Direction:
Count the lines in the data that contain the string "coordinates", and give only that number.

Data records:
-- Start --
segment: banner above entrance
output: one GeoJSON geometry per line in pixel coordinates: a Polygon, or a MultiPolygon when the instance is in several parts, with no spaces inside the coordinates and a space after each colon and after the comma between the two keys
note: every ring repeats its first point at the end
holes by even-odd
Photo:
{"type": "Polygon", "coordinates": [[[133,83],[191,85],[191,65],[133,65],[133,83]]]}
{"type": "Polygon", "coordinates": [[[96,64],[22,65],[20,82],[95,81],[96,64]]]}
-- End --
Written solution:
3